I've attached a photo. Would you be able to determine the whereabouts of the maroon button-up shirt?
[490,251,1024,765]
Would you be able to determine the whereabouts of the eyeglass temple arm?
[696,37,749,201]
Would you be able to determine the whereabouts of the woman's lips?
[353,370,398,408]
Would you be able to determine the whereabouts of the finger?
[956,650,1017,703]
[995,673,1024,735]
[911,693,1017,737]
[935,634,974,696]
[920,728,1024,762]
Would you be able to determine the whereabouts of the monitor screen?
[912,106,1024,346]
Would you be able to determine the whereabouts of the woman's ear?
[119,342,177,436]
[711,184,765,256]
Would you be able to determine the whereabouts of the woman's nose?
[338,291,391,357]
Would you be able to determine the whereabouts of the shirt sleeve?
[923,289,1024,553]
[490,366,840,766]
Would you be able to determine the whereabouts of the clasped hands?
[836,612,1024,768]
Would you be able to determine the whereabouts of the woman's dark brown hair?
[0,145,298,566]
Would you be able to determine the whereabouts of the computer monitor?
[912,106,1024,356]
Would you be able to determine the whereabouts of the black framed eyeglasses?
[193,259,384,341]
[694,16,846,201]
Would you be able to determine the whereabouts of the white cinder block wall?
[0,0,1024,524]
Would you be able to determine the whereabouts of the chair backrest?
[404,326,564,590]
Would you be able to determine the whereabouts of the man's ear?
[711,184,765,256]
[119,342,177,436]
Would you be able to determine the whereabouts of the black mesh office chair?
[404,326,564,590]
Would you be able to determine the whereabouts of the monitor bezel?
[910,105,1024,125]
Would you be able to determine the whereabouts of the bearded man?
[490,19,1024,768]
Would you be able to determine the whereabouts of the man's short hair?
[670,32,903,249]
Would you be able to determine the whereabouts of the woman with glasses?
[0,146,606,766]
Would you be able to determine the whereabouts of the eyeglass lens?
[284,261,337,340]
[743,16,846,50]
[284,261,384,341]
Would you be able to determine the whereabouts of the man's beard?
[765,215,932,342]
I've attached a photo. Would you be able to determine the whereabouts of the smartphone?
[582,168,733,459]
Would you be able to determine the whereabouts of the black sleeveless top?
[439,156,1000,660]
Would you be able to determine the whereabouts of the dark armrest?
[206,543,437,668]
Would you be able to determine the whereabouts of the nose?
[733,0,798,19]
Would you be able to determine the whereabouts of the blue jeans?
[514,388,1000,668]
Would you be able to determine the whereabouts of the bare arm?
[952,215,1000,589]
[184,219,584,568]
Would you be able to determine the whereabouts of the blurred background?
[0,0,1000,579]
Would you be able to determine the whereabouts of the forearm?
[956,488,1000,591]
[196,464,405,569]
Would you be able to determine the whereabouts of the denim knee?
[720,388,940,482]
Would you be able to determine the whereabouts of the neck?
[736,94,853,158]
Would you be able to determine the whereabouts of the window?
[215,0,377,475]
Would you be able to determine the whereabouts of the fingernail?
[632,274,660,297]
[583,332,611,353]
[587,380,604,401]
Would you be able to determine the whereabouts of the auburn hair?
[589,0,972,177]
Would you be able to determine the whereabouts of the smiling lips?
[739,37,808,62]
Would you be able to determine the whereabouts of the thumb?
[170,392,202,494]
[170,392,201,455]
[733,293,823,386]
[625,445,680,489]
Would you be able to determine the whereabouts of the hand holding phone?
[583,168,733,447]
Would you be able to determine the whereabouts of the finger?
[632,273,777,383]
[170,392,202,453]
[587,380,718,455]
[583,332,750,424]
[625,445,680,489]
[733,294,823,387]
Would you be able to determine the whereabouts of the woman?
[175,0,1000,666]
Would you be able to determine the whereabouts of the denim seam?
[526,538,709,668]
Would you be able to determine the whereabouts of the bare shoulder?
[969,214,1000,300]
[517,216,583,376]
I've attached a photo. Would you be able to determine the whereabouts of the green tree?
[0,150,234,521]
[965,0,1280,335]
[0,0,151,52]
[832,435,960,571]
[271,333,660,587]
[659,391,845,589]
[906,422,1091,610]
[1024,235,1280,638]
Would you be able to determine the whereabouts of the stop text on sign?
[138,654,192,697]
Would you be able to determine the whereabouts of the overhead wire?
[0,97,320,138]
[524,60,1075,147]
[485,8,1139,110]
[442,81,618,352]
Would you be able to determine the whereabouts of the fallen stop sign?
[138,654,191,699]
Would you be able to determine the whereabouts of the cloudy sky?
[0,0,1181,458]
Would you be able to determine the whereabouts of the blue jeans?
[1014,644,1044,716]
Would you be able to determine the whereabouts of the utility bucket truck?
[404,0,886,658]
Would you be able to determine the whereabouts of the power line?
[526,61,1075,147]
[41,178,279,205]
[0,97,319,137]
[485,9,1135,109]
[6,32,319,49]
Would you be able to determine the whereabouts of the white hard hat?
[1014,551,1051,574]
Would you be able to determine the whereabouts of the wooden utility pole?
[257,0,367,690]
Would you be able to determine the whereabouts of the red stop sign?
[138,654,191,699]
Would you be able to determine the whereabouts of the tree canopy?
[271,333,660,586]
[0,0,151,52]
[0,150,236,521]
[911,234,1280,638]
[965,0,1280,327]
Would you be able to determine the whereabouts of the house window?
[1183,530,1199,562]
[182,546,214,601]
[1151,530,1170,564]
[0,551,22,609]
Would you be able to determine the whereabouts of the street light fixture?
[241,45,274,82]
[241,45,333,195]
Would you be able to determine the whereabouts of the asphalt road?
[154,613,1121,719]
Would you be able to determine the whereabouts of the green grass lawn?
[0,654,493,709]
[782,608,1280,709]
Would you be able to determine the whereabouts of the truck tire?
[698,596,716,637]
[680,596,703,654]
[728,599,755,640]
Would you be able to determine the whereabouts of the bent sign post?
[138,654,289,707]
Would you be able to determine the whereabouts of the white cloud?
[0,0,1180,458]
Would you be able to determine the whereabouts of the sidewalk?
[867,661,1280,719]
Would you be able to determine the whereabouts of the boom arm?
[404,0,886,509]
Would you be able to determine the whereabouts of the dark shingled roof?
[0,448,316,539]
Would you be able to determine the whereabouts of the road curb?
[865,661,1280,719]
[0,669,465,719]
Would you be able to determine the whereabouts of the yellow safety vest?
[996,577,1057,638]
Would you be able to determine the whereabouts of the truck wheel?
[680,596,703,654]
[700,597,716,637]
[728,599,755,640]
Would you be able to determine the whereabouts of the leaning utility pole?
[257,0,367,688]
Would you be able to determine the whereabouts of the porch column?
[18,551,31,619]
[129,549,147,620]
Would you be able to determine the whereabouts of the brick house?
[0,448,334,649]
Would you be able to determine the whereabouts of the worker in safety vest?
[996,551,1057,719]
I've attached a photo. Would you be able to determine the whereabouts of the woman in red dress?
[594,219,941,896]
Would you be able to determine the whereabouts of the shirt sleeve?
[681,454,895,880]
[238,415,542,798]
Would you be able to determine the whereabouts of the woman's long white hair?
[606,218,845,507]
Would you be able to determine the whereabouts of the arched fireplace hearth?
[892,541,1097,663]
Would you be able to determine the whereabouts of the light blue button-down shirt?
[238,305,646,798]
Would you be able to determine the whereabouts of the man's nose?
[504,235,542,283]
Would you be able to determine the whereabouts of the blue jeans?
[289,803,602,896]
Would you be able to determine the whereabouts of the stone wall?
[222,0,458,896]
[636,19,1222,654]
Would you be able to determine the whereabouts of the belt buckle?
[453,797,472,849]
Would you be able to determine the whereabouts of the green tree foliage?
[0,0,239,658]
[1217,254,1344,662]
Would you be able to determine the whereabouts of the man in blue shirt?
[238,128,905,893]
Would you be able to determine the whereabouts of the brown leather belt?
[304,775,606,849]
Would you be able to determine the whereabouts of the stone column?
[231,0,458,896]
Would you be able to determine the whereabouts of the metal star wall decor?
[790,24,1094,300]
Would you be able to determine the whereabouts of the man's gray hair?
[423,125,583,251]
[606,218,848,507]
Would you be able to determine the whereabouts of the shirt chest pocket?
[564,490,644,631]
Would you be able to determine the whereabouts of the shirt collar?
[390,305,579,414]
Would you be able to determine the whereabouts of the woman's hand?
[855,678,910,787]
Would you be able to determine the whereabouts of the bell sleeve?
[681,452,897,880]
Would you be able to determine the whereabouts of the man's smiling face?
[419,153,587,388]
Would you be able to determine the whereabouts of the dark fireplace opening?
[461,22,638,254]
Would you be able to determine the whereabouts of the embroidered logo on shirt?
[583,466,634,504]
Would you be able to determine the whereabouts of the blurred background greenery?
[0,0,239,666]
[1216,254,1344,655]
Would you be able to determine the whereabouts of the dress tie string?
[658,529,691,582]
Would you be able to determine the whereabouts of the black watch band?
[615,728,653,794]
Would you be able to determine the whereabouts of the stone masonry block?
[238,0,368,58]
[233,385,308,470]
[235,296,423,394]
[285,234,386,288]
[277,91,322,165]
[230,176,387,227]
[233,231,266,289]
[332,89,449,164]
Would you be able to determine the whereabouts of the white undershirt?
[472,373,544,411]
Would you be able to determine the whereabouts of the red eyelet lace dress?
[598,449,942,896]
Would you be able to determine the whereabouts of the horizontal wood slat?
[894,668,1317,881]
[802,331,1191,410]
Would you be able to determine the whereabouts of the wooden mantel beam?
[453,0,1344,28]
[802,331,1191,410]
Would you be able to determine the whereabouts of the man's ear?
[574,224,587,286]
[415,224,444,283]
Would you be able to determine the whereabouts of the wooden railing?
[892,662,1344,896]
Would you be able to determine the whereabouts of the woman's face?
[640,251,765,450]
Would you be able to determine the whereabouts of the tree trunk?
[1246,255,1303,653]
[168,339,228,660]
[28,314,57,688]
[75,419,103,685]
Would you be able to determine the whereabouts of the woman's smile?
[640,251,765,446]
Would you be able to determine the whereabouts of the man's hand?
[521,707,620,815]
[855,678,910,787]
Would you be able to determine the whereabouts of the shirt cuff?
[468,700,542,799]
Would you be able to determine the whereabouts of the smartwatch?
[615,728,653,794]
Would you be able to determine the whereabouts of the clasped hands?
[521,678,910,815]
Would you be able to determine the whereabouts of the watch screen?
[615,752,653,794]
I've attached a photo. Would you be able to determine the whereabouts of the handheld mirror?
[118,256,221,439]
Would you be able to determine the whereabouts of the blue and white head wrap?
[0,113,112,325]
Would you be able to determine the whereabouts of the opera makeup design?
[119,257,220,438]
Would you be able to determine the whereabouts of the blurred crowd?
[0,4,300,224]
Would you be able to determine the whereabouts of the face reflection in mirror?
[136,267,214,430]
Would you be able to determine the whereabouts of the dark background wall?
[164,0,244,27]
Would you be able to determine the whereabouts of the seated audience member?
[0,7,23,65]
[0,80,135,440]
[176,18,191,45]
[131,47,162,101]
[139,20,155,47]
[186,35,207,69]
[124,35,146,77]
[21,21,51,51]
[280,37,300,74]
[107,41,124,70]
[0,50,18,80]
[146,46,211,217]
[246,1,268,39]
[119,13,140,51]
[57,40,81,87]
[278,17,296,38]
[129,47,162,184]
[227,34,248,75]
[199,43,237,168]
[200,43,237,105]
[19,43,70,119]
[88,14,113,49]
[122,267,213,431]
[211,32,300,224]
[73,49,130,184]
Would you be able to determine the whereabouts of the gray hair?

=-=-=-=-=

THE TASK:
Copy out the entries verbatim, from the line containing "Would you be able to determine the whereabouts of the smiling" through the line containing "[175,0,1000,666]", both lines included.

TASK ANSWER:
Would you be able to determine the whereabouts of the smiling lips?
[739,37,808,62]
Would you be able to determine the whereabouts of the thumb?
[170,392,202,494]
[170,392,201,455]
[733,293,823,386]
[625,445,680,489]
Would you be able to determine the whereabouts of the hand holding phone?
[583,168,733,447]
Would you be able to determine the whereabouts of the finger?
[632,273,777,383]
[170,392,202,453]
[587,380,718,455]
[583,332,750,424]
[625,445,680,489]
[733,294,823,387]
Would you be able to determine the whereabouts of the woman?
[175,0,1000,666]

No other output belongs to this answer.